= THE RECORDS =

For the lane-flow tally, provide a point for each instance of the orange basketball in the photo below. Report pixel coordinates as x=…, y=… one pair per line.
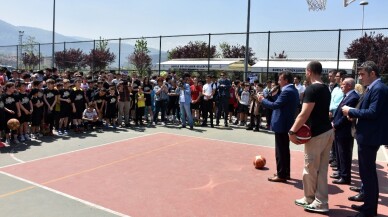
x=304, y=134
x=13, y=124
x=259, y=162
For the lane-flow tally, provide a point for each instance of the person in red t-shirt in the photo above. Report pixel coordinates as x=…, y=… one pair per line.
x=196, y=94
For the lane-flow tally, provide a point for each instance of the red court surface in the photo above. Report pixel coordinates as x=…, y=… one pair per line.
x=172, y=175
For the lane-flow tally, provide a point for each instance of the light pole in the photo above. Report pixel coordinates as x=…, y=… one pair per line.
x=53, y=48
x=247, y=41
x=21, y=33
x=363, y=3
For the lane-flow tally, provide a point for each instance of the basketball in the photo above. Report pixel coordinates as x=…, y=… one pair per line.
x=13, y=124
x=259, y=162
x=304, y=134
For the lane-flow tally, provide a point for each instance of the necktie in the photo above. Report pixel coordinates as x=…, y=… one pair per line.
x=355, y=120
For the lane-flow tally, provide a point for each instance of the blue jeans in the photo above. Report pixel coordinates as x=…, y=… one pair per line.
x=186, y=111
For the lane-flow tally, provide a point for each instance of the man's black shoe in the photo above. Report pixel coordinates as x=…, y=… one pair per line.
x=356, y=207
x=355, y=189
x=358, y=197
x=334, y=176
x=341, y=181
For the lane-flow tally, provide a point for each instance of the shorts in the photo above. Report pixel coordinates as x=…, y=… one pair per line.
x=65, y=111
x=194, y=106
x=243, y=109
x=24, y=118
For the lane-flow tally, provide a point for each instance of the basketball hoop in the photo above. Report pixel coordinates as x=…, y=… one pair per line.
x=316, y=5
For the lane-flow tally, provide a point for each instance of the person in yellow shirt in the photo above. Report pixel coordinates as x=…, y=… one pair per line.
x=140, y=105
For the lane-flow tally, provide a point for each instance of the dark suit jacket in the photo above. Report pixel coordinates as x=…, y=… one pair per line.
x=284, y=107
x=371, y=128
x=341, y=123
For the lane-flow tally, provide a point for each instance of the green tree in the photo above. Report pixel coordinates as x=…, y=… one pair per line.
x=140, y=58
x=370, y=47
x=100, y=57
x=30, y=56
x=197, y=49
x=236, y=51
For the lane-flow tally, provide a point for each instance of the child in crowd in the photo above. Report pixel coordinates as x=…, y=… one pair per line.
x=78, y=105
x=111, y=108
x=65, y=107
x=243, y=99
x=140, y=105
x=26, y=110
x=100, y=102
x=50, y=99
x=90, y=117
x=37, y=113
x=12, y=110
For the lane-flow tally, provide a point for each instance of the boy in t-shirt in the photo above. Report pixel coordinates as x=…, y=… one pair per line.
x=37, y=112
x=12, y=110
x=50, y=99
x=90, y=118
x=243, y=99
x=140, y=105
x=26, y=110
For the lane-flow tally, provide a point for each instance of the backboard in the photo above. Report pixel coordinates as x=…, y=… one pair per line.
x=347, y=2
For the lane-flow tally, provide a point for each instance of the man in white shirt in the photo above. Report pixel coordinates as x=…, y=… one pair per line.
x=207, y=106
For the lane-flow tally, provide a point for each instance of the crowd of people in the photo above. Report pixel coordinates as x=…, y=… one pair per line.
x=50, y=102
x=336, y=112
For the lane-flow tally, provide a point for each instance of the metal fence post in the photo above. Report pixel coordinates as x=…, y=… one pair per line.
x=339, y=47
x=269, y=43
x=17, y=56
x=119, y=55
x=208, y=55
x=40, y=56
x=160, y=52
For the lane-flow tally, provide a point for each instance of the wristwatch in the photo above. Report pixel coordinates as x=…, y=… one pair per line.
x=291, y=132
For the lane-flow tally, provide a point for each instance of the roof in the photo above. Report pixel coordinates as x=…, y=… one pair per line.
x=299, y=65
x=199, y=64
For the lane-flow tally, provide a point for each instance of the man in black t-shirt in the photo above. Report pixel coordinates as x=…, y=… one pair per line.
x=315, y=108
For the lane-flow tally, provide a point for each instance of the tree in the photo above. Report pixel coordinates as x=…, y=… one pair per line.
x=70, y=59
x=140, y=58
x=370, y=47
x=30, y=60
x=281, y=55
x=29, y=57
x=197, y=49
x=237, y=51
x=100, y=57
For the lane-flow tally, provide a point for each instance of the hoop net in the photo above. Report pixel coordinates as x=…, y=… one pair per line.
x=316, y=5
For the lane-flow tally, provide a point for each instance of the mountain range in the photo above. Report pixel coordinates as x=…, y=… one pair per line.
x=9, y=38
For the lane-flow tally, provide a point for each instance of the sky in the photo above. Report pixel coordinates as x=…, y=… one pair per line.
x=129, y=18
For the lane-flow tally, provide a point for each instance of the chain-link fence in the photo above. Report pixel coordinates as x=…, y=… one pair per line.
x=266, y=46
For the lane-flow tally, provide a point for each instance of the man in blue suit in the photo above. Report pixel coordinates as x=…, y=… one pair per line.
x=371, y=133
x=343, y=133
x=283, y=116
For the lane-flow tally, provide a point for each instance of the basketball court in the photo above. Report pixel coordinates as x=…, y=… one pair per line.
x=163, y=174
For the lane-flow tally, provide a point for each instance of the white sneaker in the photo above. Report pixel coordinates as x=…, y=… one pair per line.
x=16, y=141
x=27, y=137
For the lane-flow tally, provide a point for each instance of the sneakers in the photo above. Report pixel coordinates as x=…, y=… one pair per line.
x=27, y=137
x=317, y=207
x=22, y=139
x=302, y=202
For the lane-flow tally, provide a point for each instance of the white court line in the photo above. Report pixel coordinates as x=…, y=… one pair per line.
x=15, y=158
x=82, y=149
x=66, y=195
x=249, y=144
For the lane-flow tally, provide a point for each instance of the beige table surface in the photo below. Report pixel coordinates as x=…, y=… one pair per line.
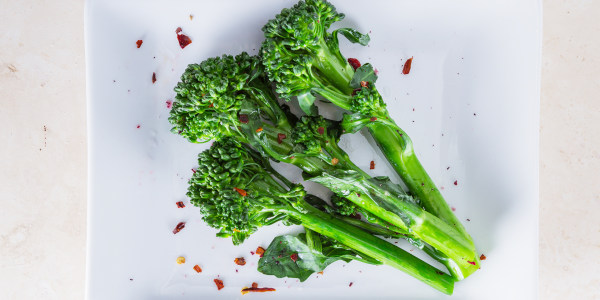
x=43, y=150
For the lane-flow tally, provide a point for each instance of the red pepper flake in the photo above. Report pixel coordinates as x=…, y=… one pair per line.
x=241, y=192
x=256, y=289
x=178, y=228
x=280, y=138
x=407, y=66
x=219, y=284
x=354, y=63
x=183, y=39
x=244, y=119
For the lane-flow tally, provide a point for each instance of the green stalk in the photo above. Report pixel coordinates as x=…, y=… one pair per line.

= ASSIGNMENT =
Reproduce every entry above in full and exactly, though not its pictures.

= RESPONSE =
For the lane-flow tally, provide a point for each instance of the orange basketball in the photo below. Report pixel coordinates as x=…, y=… one pair per line.
x=304, y=134
x=13, y=124
x=259, y=162
For the lane-flow tally, provide a point for each instance of the person in red t-shirt in the photo above. Report pixel coordinates as x=…, y=… one pair per line.
x=196, y=94
For the lane-flow tally, provide a point for each instance of the red court surface in the photo above. Report pixel coordinates as x=…, y=… one pair per line.
x=172, y=175
For the lane-flow tally, provide a point for each instance of the light pole in the photo above. Report pixel coordinates as x=…, y=… one pair per line.
x=53, y=48
x=247, y=41
x=21, y=33
x=363, y=3
For the lane-flow tally, provide a point for each instance of the basketball in the photo above. Report pixel coordinates as x=…, y=… one pair per line.
x=13, y=124
x=259, y=162
x=304, y=134
For the lane-flow tally, provide a point for each instance of the necktie in the photo above. Report pixel coordinates as x=…, y=… one pair per line.
x=355, y=120
For the lane-flow tally, provide a point for each instance of the blue jeans in the photo above. Report pixel coordinates as x=…, y=… one pair per line.
x=186, y=111
For the lane-flow tally, provide a point for each instance of the man's black shoe in the photo above. Report pixel coordinates as x=…, y=… one pair per line.
x=356, y=207
x=355, y=189
x=358, y=197
x=334, y=176
x=341, y=181
For the lane-flow tally, provide a point for each instance of the shorts in the photo above. Report pixel coordinates as x=…, y=… one pair per line.
x=65, y=111
x=194, y=106
x=243, y=109
x=24, y=118
For the lane-flow tally, provide a point for each instance of the basketball hoop in the photo above. Report pixel coordinates as x=…, y=… one pair per line.
x=316, y=5
For the lane-flow tally, provide a point for each instance of the person in yellow shirt in the photo above. Report pixel coordinates as x=…, y=… one pair per line.
x=140, y=105
For the lane-flow tally, provide a point for each instance of the dark suit jacket in the photo above. Report pixel coordinates as x=…, y=… one pair per line.
x=284, y=107
x=371, y=128
x=341, y=123
For the lane-flow tally, provide a point for each instance of the green tree in the photo above. Report pixel coordinates as x=…, y=… one pair per line.
x=140, y=58
x=370, y=47
x=100, y=57
x=30, y=56
x=197, y=49
x=236, y=51
For the lane-flow tally, provide a point for each instance of the child in crowd in the photo above. Report pixel coordinates as x=…, y=… one pair per line.
x=78, y=105
x=111, y=108
x=65, y=107
x=243, y=99
x=140, y=105
x=26, y=110
x=100, y=102
x=50, y=99
x=90, y=117
x=37, y=113
x=12, y=110
For the lane-flow tally, provide a point for each instance of the boy in t-shirt in the photo above. Report pixel coordinates as x=…, y=… one pair per line.
x=37, y=112
x=12, y=110
x=50, y=99
x=90, y=118
x=243, y=99
x=140, y=105
x=26, y=110
For the lane-flow tally, provide a point for each instance of the backboard in the photo above. Report pixel coordinates as x=…, y=… one pair per line.
x=347, y=2
For the lane-flow tally, provide a point for each instance of the man in white shirt in the photo above. Report pixel coordinates as x=…, y=… one pair per line.
x=207, y=106
For the lane-flow tally, provide a point for each instance of the crowd of people in the photo above. Report pixel coordinates as x=…, y=… one pair per line.
x=50, y=102
x=336, y=112
For the lane-flow tally, provide a point for each instance of the metal fence post in the photo above. Report pixel coordinates as x=…, y=… one pair per line.
x=339, y=47
x=269, y=43
x=17, y=56
x=119, y=55
x=208, y=55
x=40, y=56
x=160, y=52
For the lane-flow tally, provide a point for each instance of the wristwatch in the photo above. Report pixel coordinates as x=…, y=… one pair per line.
x=291, y=132
For the lane-flow tally, provide a point for each instance of the roof in the photo above. Report pixel coordinates as x=…, y=… one pair per line.
x=299, y=65
x=199, y=64
For the lane-flow tally, provide a point for each instance of the man in black t-shirt in the photo above. Report pixel coordinates as x=…, y=… one pair per line.
x=315, y=108
For the lane-flow tally, provide a point for each instance of the tree in the photo above. Report pixel coordinates as x=…, y=… one pair per line.
x=70, y=59
x=140, y=58
x=370, y=47
x=30, y=60
x=281, y=55
x=29, y=57
x=197, y=49
x=237, y=51
x=100, y=57
For the lane-flow tally, provide a point for each instance of the hoop net in the photo above. Report pixel coordinates as x=…, y=… one pair per line.
x=316, y=5
For the lane-flow tally, provide a point for each instance of the mountain range in the photo above. Report pixel coordinates as x=…, y=… one pair per line.
x=9, y=38
For the lane-flow tally, provide a point for each instance of the sky in the photo above. Report pixel coordinates as x=…, y=… one pair per line.
x=129, y=18
For the lane-flow tally, provide a point for each instance of the chain-link fence in the photo above. Report pixel coordinates as x=…, y=… one pair per line.
x=266, y=46
For the lane-flow tally, provide a point for each instance of the man in blue suit in the photo above. Report pixel coordinates as x=…, y=… one pair per line.
x=371, y=133
x=343, y=133
x=283, y=116
For the lane-flow tally, provide a point for each instance of the basketball court in the photo above. Report pixel coordinates as x=…, y=… one pair per line.
x=163, y=174
For the lane-flow tally, provide a point for each instance of the white sneaker in the photo above. Report pixel coordinates as x=…, y=… one pair per line.
x=16, y=141
x=27, y=137
For the lane-flow tally, provide a point for each instance of the sneakers in the photo above. Report pixel coordinates as x=…, y=… one pair per line.
x=27, y=137
x=317, y=207
x=22, y=139
x=302, y=202
For the lane-flow tally, provide a point for each instance of the white court line in the photo above. Report pixel coordinates as x=…, y=… one pair per line.
x=15, y=158
x=82, y=149
x=66, y=195
x=249, y=144
For the lane-flow tally, provide a point for each instance of the beige table surface in the photo below. Report pixel coordinates as x=…, y=… one pair per line.
x=43, y=150
For the lane-flow tally, provide a point for each instance of the red pepper flake in the photo above. Report pixel coordinates as x=…, y=… one pair per line.
x=241, y=192
x=256, y=289
x=178, y=228
x=280, y=138
x=407, y=66
x=219, y=284
x=354, y=63
x=183, y=39
x=244, y=119
For the lane-flow tally, provide a point for each instance of the green stalk in the photo above. Report pixel coordinates as x=…, y=… one pair per line.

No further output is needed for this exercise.